• [Extract]:
|---|

Gamma and neutron imaging could be higher quality imaging options than existing techniques like X-ray and computed tomography, while delivering safety levels on par with conventional imaging, according to a study in the June issue of Medical Physics.
The advantage of such new techniques--neutron-stimulated computed tomography and gamma-stimulated emission computed tomography--is that they hold the potential to help detect cancer earlier without having to perform an invasive biopsy, according to researchers led by Anuj Kapadia, an assistant professor of radiology at Duke University School of Medicine.
Conventional imaging modalities like X-ray and CT are used to detect the size and shape of an targeted anatomy; when used to detect cancer, tumors have to be large enough to be detected so that a biopsy can be performed.
One question that needs answering, the researchers noted, was the safety levels associated with gamma and neutron radiation. Using detailed simulations, it was estimated that the amount of radiation delivered to the liver and breast using both imaging techniques, and found that most radiation was delivered directly to the targeted organ. They also found that a much lower dose of radiation was absorbed by tissue outside of the targeted area.

|---|

• [Entries shown]:
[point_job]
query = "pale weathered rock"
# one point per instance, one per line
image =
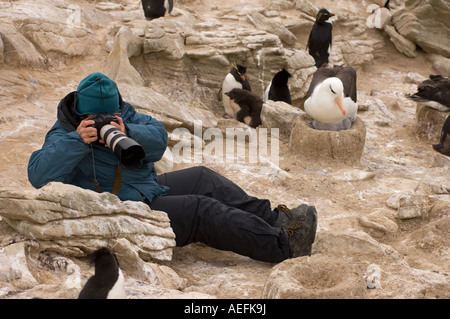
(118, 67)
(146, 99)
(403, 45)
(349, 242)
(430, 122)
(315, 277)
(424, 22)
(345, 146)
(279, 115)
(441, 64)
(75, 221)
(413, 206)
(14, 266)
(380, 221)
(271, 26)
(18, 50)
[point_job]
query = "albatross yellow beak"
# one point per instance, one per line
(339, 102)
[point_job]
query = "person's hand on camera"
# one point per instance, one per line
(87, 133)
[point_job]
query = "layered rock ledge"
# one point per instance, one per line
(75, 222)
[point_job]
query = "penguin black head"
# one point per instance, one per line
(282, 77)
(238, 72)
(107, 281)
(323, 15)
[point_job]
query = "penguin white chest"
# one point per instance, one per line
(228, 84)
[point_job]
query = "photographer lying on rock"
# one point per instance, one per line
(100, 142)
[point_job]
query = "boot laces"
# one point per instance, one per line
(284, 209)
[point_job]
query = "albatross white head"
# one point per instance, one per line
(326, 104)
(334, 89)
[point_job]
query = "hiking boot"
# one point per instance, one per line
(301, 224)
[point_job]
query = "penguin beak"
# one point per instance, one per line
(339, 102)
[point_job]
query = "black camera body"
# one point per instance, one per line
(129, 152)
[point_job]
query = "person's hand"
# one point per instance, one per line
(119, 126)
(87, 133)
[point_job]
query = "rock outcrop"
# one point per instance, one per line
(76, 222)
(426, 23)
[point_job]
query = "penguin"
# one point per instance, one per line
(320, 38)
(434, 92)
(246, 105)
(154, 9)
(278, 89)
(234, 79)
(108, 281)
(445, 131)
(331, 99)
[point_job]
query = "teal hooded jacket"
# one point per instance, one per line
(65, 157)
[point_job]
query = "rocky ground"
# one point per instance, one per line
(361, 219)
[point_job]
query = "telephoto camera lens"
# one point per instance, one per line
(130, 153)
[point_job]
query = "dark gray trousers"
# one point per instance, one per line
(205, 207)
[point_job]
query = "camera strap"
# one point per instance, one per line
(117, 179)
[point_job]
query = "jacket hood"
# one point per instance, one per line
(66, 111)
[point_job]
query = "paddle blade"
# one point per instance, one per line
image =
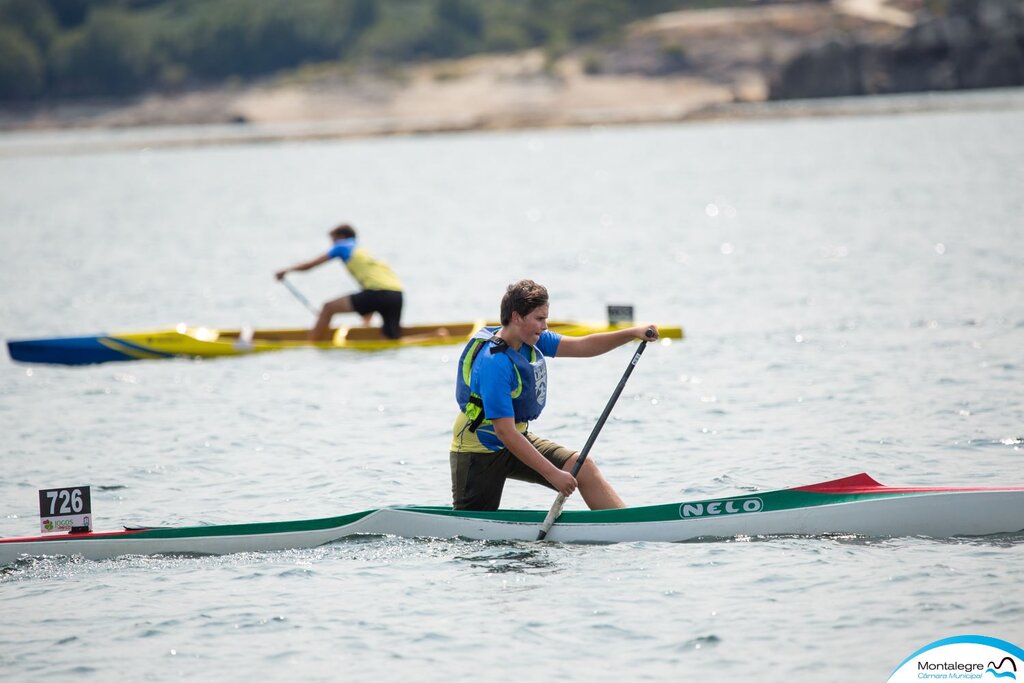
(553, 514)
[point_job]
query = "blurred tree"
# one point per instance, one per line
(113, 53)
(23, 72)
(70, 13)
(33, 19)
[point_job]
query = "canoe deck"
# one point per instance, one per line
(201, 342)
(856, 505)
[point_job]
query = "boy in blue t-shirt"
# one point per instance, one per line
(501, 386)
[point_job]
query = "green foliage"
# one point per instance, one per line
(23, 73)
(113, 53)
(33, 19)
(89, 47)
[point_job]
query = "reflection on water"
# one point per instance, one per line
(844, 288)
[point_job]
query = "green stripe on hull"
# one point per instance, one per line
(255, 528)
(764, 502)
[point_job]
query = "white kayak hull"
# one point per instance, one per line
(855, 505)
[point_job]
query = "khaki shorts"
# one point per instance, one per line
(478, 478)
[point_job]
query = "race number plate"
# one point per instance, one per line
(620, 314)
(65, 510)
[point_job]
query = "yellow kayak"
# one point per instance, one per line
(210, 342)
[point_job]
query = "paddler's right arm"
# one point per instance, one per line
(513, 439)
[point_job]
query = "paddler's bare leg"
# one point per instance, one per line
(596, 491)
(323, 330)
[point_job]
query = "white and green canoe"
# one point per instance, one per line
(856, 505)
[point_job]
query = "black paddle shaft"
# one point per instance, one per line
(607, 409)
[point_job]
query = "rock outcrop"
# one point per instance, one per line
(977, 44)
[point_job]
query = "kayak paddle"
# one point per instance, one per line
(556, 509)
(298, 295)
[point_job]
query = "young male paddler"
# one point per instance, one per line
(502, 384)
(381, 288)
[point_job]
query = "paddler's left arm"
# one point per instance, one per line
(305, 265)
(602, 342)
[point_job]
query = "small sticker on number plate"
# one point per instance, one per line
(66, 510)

|---|

• [Task]: Write out the stretch of the gamma and neutron imaging text from "Gamma and neutron imaging" through "of Medical Physics.", copying it word for word. The items come from a separate source.

• [Written solution]:
Gamma and neutron imaging could be higher quality imaging options than existing techniques like X-ray and computed tomography, while delivering safety levels on par with conventional imaging, according to a study in the June issue of Medical Physics.